## START Working data

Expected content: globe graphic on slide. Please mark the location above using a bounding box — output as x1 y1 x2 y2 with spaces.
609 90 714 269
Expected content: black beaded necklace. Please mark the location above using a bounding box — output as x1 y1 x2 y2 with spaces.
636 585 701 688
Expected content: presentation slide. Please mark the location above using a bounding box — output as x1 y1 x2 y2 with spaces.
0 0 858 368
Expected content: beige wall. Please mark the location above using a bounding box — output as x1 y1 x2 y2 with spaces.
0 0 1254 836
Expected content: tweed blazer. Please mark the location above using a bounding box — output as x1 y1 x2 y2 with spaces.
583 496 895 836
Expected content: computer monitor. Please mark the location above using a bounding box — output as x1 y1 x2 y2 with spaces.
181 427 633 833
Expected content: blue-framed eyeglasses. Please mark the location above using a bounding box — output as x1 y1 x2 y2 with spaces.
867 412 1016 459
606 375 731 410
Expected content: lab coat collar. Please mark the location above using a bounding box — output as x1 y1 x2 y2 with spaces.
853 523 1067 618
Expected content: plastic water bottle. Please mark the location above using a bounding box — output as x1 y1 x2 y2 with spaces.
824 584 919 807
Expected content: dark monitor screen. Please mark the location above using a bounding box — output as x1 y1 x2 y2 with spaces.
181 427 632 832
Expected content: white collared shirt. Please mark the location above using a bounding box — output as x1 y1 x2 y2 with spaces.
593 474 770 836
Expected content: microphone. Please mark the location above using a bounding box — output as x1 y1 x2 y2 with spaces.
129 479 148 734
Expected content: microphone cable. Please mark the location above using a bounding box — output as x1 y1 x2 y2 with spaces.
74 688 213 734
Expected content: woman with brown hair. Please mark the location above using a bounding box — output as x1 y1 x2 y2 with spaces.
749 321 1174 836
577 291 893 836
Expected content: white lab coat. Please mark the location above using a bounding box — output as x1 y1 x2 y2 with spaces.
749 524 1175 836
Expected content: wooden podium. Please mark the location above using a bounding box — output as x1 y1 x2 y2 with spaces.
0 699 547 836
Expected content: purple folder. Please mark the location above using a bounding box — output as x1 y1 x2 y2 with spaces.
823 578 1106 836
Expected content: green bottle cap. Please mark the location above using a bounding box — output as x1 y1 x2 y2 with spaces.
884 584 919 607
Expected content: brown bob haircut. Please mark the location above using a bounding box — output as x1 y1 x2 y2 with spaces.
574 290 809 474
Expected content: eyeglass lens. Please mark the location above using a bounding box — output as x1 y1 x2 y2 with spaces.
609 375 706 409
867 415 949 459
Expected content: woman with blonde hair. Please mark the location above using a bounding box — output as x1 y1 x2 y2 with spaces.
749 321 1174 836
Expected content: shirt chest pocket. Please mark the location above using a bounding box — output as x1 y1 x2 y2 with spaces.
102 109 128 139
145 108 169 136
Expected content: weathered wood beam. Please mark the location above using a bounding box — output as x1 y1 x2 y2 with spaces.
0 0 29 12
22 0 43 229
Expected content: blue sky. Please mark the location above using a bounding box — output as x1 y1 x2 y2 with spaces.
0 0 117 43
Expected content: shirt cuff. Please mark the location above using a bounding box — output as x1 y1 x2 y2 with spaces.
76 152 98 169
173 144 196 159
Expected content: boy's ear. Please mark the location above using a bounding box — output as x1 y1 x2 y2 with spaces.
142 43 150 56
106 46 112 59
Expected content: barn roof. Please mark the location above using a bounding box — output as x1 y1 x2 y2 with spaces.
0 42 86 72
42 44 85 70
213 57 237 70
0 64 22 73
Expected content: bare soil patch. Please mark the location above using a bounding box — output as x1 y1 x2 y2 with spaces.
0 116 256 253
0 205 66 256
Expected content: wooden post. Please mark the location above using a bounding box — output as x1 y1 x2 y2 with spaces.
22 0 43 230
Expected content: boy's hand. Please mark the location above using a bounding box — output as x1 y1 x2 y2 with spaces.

## END Working data

• [The request]:
Reproduce the listing above, swapping "bounding box" for "rectangle" everywhere it occurs and leaving everything else unchanged.

• [Finished exercise]:
Expected content: globe graphic on slide. Please mark the location above using a rectangle — output as x1 y1 x2 y2 with spaces.
609 90 714 269
Expected content: black beaded necklace. Please mark the location above using a rectangle — output as x1 y1 x2 y2 with spaces.
636 585 701 688
Expected content: presentation slide. Please mark the location above using a rectangle — output as x1 y1 x2 y2 with spaces.
0 0 858 368
Expected content: beige wall. Please mark the location above using a rectangle — output as x1 y1 x2 y2 with spaces.
0 0 1254 836
Expected content: tweed blazer. Please mark the location above using a rectangle — output as x1 y1 x2 y2 with spaces.
583 496 895 836
Expected content: computer monitor. Please mark the location above using a rectangle — output as x1 y1 x2 y2 with spaces.
181 427 633 833
Expected content: blue-framed eyeglasses. Please mark the location above using a rectangle — output as x1 y1 x2 y2 with spaces.
867 412 1016 459
606 375 731 410
Expected content: lab coat collar. Please mark the location above using a rectangle — output as x1 y1 x2 y2 with spaces.
853 523 1067 618
Expected content: plastic water bottle. Please mark the location above using a rectangle — output as x1 y1 x2 y2 with spaces.
824 584 919 807
Expected content: dark monitor screen. Please mark the location above using a rectangle — output as x1 y1 x2 y2 with spaces.
181 427 632 832
Expected content: white collared shirt. Please mark the location above using a rectangle — output as x1 y1 x2 y2 with spaces.
593 474 770 836
Expected content: microphone. Please mark the location above using a rectangle — output as x1 y1 x2 y2 with spaces.
129 479 148 734
Expected content: microphone cable. Please mark the location above using a rectangle — output as x1 y1 x2 y2 with spaces.
74 688 213 734
Expected content: woman with brown hair. Please mark the location above using a rectangle — output as x1 y1 x2 y2 with spaces.
749 321 1174 836
577 291 893 836
Expected content: white lab coat. Please mark the location above using a rectangle — output as x1 y1 x2 y2 with spaces.
749 524 1175 836
Expected content: wooden podium. Please mark the location above using a rectangle — output as x1 y1 x2 y2 with spaces.
0 699 547 836
Expected content: purple folder. Please mark the location above using a rectangle — output as x1 y1 x2 y2 with spaces.
823 578 1106 836
Expected content: green bottle cap. Please mark the location above using a rectangle — output as x1 y1 x2 y2 with spaces.
884 584 919 607
Expected content: brown bob haircut. Please mark the location above using a rectangle — output as x1 y1 x2 y2 with spaces.
574 290 809 474
Expected content: eyeglass lens. Please mark the location above using a rectangle — output as x1 y1 x2 y2 with spaces.
609 375 706 409
867 415 949 459
Expected content: woman with blonde hair. Please mark the location above using a rectangle — output as x1 y1 x2 y2 with spaces.
749 321 1174 836
Expected content: shirt chest pocket. Please mark the location above using a rectangle — output as x1 y1 x2 y2 with spaces.
102 109 128 139
145 108 169 136
Expected content: weathered wood beam. Please mark the location above using a rectangle — output as x1 y1 x2 y2 with spaces.
0 0 29 12
22 0 43 229
Expected content: blue sky. Please mark the location above using a rectangle — output as x1 y1 x2 y2 with spaces.
0 0 117 43
Expected content: shirt cuff. Please mark the location above using a rectangle — output as x1 y1 x2 y2 with spaces.
76 152 98 169
173 144 196 159
Expected content: boy's ear. Please mark the location above using a rectangle — output as x1 y1 x2 y2 with spaces.
142 43 150 56
106 46 112 59
Expected content: barn roof. Please mark the location above using a rectangle — output as x1 y1 x2 y2 with spaces.
0 42 86 72
42 44 85 70
213 57 237 70
0 64 22 73
Expected content: bare soil patch. Please mark the location above using a rectangle — output as x1 y1 x2 y2 with spaces.
0 116 256 253
0 205 66 256
Expected content: wooden post. Please mark the location above using a rectangle — output as x1 y1 x2 y2 with spaces.
22 0 43 230
Expected content: boy's hand. Please mark the location above using a rectangle — output as x1 y1 x2 y2 with spaces.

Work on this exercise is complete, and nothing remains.